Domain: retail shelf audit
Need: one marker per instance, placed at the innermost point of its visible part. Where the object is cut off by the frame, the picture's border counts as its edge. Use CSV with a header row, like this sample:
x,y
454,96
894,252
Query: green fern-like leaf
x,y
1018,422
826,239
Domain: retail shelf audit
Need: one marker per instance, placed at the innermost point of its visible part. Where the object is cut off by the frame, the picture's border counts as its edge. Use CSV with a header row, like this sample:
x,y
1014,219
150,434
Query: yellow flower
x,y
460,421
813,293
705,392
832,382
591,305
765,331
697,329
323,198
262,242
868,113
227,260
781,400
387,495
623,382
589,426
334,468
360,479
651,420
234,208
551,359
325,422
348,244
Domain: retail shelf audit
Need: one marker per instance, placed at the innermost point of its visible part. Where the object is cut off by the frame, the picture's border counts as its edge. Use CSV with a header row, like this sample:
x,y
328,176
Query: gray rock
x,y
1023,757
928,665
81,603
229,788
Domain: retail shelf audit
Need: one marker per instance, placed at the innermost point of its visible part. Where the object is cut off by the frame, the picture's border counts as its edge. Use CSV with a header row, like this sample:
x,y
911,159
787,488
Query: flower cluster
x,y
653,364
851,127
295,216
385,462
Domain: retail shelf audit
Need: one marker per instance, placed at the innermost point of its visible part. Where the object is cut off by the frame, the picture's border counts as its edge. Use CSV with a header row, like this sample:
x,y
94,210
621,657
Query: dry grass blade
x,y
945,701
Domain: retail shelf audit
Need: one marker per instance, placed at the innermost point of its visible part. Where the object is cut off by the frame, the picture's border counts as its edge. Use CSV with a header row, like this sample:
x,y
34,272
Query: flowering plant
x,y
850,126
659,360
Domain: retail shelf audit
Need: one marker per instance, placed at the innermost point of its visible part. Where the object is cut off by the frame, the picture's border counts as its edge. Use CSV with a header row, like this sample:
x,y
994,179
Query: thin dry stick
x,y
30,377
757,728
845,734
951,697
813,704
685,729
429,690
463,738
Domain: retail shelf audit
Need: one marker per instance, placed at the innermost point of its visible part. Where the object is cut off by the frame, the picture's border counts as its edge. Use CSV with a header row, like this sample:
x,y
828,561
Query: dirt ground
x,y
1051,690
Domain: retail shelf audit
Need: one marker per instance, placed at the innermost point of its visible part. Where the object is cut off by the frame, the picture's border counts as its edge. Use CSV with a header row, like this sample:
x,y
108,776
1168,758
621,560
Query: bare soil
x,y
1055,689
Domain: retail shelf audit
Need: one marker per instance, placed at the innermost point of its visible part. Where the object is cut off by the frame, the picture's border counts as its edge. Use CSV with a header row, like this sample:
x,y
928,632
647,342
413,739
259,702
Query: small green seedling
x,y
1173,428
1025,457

**Task**
Give an exact repetition of all the material.

**Exercise output**
Domain: retail shelf audit
Need: one marker per instance, placed at the innermost point of its visible part. Where the object is cut off by the frame, the picture's border counts as its edge. Use CSV with a header row, like this sample:
x,y
454,96
894,252
Query: green fern-like leaf
x,y
1018,422
826,239
Domain: retail shelf audit
Need: one marker per instance, placed at the innermost point of its visible part. Where the object is cut off by the frame, the picture's border counts as its edge. Use CSV with a header row, like this sample:
x,y
1014,219
150,434
Query: yellow flower
x,y
460,421
813,293
705,392
832,382
591,305
765,331
697,329
323,198
262,242
868,113
227,260
781,400
387,495
623,382
589,426
334,468
360,479
651,420
234,208
551,359
325,422
348,244
Domain: retail shelf audit
Need: one marker per instance, placed at the innermost point of its visible part. Where the object is cut off by the frame, the picture's border counts as its edge. Use CSV with a header row, like this sample:
x,y
328,176
Query: gray rock
x,y
1023,757
928,665
81,603
229,788
Domain: retail shelf audit
Need: one marker per instance, placed at the innermost point of its visible part. Where the object is cut off by the frame, the picture's border counts as its edge. Use CSV with a header row, like this sample:
x,y
911,159
787,488
Query: flower cluster
x,y
653,364
851,127
295,216
385,462
Domain: retail shelf audit
Need: one marker per instance, placed at the innermost point of its visible part. Where the object is cut off by the frame, the picture's border counts as its edge. Use CSV with a header row, like this sample:
x,y
94,210
621,657
Query: dry grass blade
x,y
945,701
Domain: retail shelf audit
Need: one marker per instance, placed at the innermost point of its visible part. Where the object is cut off by the frame, the picture's border counts as its edge. Use CSV with a header row, like this sample:
x,y
34,272
Query: flowering plant
x,y
850,126
659,360
Domain: retail shelf audit
Need: one marker per instance, placed at the innermost point of its visible part. Where the object is cut off by the frame, the picture's border counts as its edge. Use CSV with a header row, like this sample:
x,y
994,179
Query: thin dry stick
x,y
30,377
757,728
845,734
951,697
813,704
685,729
429,690
463,738
Domain: retail shelf audit
Need: one marker per instance, placed at the innermost point of its visible part. Where the object is cut off by the frame, the picture's border counts as its edge. Use CSV with a header row, like this sample:
x,y
828,561
Query: dirt ground
x,y
1051,690
Domain: retail shelf audit
Need: one marker per instance, placed at the innermost point of its visible part. Where the object is cut off by the frame, the picture's border counts as its edge. Use CSV with a header row, like this sample:
x,y
108,776
1168,758
621,560
Query: bare soil
x,y
1055,689
Domain: retail shelf audit
Need: one marker per instance, placed at the innermost point of its visible part. Where the object is cut off by the frame, the picture's border counts as its edge. Use CSV with a header row, like this sample:
x,y
928,632
647,342
413,739
259,702
Query: small green seedling
x,y
1173,428
1025,457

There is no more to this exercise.